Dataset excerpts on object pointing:
○ ○ ○ ○ ○ ○ ○

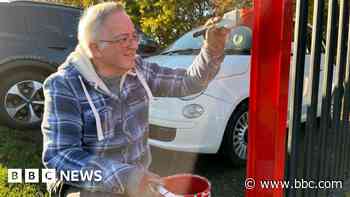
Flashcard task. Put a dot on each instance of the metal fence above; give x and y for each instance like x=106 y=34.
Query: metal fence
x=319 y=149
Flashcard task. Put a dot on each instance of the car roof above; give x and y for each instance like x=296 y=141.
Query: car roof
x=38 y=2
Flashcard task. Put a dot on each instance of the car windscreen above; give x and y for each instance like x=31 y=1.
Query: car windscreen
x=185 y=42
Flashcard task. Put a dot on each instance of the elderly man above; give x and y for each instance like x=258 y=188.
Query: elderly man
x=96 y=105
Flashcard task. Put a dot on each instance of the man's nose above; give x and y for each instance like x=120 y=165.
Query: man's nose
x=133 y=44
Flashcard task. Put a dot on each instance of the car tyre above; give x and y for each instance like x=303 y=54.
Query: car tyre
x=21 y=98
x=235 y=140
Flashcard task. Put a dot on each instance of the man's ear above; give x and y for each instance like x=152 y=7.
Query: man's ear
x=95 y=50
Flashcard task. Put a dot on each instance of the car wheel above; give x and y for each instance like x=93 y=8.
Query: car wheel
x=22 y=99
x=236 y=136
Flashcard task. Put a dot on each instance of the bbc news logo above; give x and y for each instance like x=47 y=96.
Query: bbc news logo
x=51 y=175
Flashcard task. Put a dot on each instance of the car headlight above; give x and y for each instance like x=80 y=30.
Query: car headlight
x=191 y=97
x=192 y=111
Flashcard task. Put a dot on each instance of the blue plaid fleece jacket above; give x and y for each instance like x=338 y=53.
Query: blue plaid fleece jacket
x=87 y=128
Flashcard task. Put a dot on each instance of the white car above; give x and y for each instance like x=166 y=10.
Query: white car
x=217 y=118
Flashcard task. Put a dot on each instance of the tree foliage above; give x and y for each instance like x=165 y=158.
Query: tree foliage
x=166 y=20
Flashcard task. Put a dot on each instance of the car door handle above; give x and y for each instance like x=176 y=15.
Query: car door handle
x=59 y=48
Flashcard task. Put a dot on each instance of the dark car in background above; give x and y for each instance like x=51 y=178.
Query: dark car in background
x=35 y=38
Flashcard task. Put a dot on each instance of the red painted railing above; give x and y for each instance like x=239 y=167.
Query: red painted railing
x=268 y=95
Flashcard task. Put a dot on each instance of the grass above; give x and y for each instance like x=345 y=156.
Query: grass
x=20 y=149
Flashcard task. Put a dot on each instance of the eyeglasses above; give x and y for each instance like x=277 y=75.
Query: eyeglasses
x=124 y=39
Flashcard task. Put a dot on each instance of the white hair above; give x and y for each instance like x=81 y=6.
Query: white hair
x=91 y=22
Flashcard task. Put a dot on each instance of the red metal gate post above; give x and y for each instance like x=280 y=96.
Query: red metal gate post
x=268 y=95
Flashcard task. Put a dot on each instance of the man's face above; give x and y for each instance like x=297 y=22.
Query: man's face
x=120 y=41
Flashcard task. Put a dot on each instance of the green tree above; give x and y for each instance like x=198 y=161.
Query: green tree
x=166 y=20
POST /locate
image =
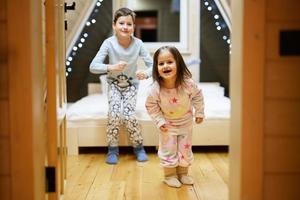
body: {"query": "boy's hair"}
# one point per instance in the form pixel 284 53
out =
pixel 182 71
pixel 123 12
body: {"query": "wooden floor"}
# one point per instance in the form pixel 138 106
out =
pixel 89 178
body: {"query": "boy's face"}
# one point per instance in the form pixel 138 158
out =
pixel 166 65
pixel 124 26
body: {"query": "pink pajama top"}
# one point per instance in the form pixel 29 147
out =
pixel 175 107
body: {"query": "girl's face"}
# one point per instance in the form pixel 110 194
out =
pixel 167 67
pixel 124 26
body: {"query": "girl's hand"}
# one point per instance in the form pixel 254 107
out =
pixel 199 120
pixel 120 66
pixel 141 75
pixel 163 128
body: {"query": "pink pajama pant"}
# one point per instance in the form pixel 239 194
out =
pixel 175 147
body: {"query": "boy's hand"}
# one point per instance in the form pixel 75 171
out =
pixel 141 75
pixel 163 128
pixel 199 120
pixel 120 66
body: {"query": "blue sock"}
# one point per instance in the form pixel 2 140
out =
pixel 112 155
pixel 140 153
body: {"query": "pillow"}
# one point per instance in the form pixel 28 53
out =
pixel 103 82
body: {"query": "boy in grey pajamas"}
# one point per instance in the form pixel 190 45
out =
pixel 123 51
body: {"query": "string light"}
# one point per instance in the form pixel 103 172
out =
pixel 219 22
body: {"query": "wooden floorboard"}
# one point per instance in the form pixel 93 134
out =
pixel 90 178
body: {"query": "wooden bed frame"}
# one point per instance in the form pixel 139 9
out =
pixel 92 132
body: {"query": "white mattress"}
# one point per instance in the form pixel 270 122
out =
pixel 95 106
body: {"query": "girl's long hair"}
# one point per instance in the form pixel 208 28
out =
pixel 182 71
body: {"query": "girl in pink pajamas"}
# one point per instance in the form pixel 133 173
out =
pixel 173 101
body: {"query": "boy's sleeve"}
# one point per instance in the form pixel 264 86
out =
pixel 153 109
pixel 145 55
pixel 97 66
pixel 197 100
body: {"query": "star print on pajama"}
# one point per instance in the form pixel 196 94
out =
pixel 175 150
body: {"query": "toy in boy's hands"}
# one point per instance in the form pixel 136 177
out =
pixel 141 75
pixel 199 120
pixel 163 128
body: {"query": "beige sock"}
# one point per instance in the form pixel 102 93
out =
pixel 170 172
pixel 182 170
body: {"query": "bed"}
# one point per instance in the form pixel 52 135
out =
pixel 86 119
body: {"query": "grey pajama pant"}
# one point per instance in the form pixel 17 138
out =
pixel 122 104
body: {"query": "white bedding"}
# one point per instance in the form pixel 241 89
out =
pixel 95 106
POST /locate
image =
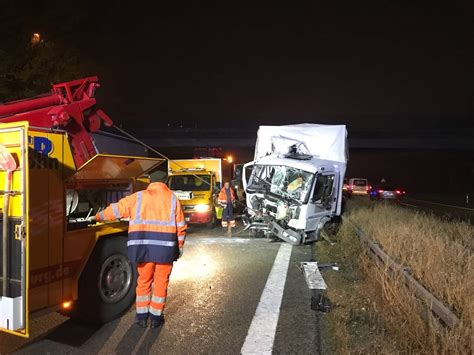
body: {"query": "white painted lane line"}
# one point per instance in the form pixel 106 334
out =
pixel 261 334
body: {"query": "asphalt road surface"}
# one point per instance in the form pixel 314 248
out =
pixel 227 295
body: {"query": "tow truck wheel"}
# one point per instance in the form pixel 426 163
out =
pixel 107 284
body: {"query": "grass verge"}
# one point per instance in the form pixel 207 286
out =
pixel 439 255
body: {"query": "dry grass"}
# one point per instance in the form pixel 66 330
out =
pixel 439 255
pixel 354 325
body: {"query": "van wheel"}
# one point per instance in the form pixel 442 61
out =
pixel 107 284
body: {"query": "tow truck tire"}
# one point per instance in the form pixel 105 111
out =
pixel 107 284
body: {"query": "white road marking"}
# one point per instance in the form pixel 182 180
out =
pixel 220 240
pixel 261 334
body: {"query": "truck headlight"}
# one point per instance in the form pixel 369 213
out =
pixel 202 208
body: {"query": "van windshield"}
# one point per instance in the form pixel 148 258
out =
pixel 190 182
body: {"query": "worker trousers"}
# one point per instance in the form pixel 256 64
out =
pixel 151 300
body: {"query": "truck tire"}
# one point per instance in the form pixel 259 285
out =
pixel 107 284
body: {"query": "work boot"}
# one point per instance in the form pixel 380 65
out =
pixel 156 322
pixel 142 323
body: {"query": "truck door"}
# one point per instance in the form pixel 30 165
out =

○ ○ ○ ○ ○ ○ ○

◆ **Exercise brief**: Please copy the lines again, replacing "instance" with "occurrence" everywhere and changing nothing else. Leave out the pictures.

◆ **Expected answer**:
Flashcard task. Put a dot on each occurrence of the metal fence above; give x and y for each occurrence like x=106 y=34.
Query: metal fence
x=319 y=149
Flashcard task. Put a dot on each occurrence of the car roof above; give x and y for each occurrence like x=296 y=141.
Query: car roof
x=38 y=2
Flashcard task. Put a dot on each occurrence of the car windscreen above; give x and y for each occurrence like x=31 y=1.
Query: car windscreen
x=185 y=42
Flashcard task. Put a dot on each occurrence of the elderly man above; give x and y for each occurrence like x=258 y=188.
Query: elderly man
x=96 y=105
Flashcard task. Put a dot on each occurrence of the man's nose above; give x and y for each occurrence like x=120 y=165.
Query: man's nose
x=133 y=44
Flashcard task. Put a dot on each occurrence of the car tyre above; give x and y for each occurrence like x=303 y=54.
Query: car tyre
x=21 y=98
x=235 y=140
Flashcard task. Put a dot on each occurrence of the man's ear above; give x and y for each occurrence like x=152 y=7.
Query: man's ear
x=95 y=50
Flashcard task. Put a dot on each occurrence of the car wheel above; give x and y for each occurrence like x=93 y=8.
Query: car wheel
x=22 y=99
x=236 y=136
Flashcard task. Put a dot on each occurrence of the bbc news logo above; give x and y for each occurrence like x=47 y=96.
Query: bbc news logo
x=51 y=175
Flashcard task. Put a dot on each occurrence of the car headlight above; give x and y for each occurrence like x=80 y=30.
Query: car headlight
x=191 y=97
x=192 y=111
Flashcard task. Put a dot on each occurrence of the blue plaid fleece jacket above; give x and y for each occurrence like x=338 y=53.
Query: blue plaid fleece jacket
x=87 y=128
Flashcard task. Put a dot on each occurrence of the white car above; give x and y for each occurrence like x=166 y=10.
Query: white car
x=217 y=118
Flashcard task. Put a dot on each occurrence of the tree foliage above; give x and y for each occurrence like x=165 y=158.
Query: tree foliage
x=166 y=20
Flashcard task. Put a dot on each occurrence of the car door handle above; give x and y for each occurrence like x=176 y=15.
Query: car door handle
x=59 y=48
Flashcard task. Put a dot on each occurrence of the dark car in background above; give x and y for each occurrence like x=51 y=178.
Query: dark car in background
x=35 y=38
Flashcard task. Put a dot on each occurrence of the red painted railing above; give x and y for each occurrence like x=239 y=167.
Query: red painted railing
x=268 y=95
Flashcard task. Put a dot on each occurrence of the grass above; give x and y for each occurrence like x=345 y=156.
Query: grass
x=20 y=149
Flashcard task. Put a dot on each occurrence of the eyeglasses above; give x and y for each occurrence like x=277 y=75.
Query: eyeglasses
x=124 y=39
Flashcard task. Put a dot on each occurrence of the white hair above; give x and y for each occurrence like x=81 y=6.
Query: white hair
x=91 y=22
Flashcard task. Put a dot on each occurrence of the red metal gate post above; give x and y for each occurrence like x=280 y=96.
Query: red metal gate post
x=268 y=95
Flashcard task. Put a dot on each occurrence of the man's face above; give x and y for each occurrence like x=297 y=22.
Query: man's face
x=120 y=41
Flashcard task. Put a dot on each occurrence of the green tree above; give x and y for each occurrence like x=198 y=161.
Query: green tree
x=166 y=20
POST /locate
image =
body: {"query": "boy's hair"}
# one point per occurrence in the form pixel 284 53
out =
pixel 182 71
pixel 123 12
body: {"query": "wooden floor"}
# one point per occurrence in the form pixel 138 106
out =
pixel 89 178
body: {"query": "boy's face"}
# one point per occurrence in the form pixel 138 158
out =
pixel 166 65
pixel 124 26
body: {"query": "pink pajama top"}
# one point per occurrence in the form pixel 29 147
out =
pixel 175 107
body: {"query": "girl's face"}
# one point per occurrence in the form pixel 110 194
out =
pixel 167 67
pixel 124 26
body: {"query": "girl's hand"}
# one point per occurrence in the form pixel 254 107
out =
pixel 199 120
pixel 120 66
pixel 141 75
pixel 163 128
body: {"query": "pink pajama pant"}
# one point per occurrence in the form pixel 239 194
out =
pixel 175 147
body: {"query": "boy's hand"}
# one point per occurrence in the form pixel 75 171
out =
pixel 141 75
pixel 163 128
pixel 199 120
pixel 120 66
body: {"query": "blue sock"}
# one point per occurrence in the form pixel 2 140
out =
pixel 112 155
pixel 140 153
body: {"query": "pillow"}
# one point per occurrence in the form pixel 28 53
out =
pixel 103 82
body: {"query": "boy in grey pajamas"}
# one point per occurrence in the form pixel 190 45
out =
pixel 123 51
body: {"query": "string light"}
# one point per occurrence in the form pixel 103 172
out =
pixel 219 22
body: {"query": "wooden floorboard"}
# one point per occurrence in the form pixel 93 134
out =
pixel 90 178
body: {"query": "wooden bed frame"}
# one point per occurrence in the form pixel 139 9
out =
pixel 92 132
body: {"query": "white mattress"}
# one point per occurrence in the form pixel 270 122
out =
pixel 95 106
body: {"query": "girl's long hair"}
# one point per occurrence in the form pixel 208 28
out =
pixel 182 71
body: {"query": "girl in pink pajamas"}
# one point per occurrence in the form pixel 133 173
out =
pixel 173 101
body: {"query": "boy's sleeve"}
# one point per occurrence in the form pixel 264 86
out =
pixel 153 109
pixel 145 55
pixel 97 66
pixel 197 100
body: {"query": "star print on pajama"}
# one point per occurrence in the form pixel 196 94
out =
pixel 175 150
body: {"query": "toy in boy's hands"}
# one point per occurrence in the form pixel 136 177
out =
pixel 141 75
pixel 199 120
pixel 163 128
body: {"query": "beige sock"}
# one point per occurrence in the form pixel 102 93
out =
pixel 170 172
pixel 182 170
body: {"query": "bed"}
# one point per occurrence in the form pixel 52 135
out =
pixel 86 119
body: {"query": "grey pajama pant"}
# one point per occurrence in the form pixel 17 138
out =
pixel 122 104
body: {"query": "white bedding"}
# one point per occurrence in the form pixel 241 89
out =
pixel 95 106
POST /locate
image =
body: {"query": "white painted lane line"}
# one point per occurrence in the form pixel 106 334
out =
pixel 261 334
body: {"query": "asphalt road surface"}
# one point per occurrence in the form pixel 314 248
out =
pixel 227 295
body: {"query": "tow truck wheel"}
# one point per occurrence in the form pixel 426 163
out =
pixel 107 284
body: {"query": "grass verge"}
# one point per occurrence in the form pixel 207 286
out =
pixel 439 255
body: {"query": "dry grass"}
# one point per occurrence in the form pixel 66 330
out =
pixel 439 255
pixel 354 325
body: {"query": "van wheel"}
# one point per occurrence in the form pixel 442 61
out =
pixel 107 284
body: {"query": "tow truck tire"}
# one point per occurrence in the form pixel 105 111
out =
pixel 107 284
body: {"query": "white road marking"}
# one point per occurrence in the form pixel 182 180
out =
pixel 220 240
pixel 261 334
body: {"query": "truck headlight"}
# one point per occurrence in the form pixel 369 213
out =
pixel 202 208
body: {"query": "van windshield"}
# one point per occurrence in the form pixel 148 258
out =
pixel 190 182
body: {"query": "worker trousers"}
# one point per occurrence in the form pixel 256 64
out =
pixel 151 300
body: {"query": "truck tire"}
# one point per occurrence in the form pixel 259 285
out =
pixel 107 284
body: {"query": "work boot"}
# one point per occurrence in the form pixel 380 65
out =
pixel 156 322
pixel 142 323
body: {"query": "truck door"}
# one point per occurrence in the form pixel 30 165
out =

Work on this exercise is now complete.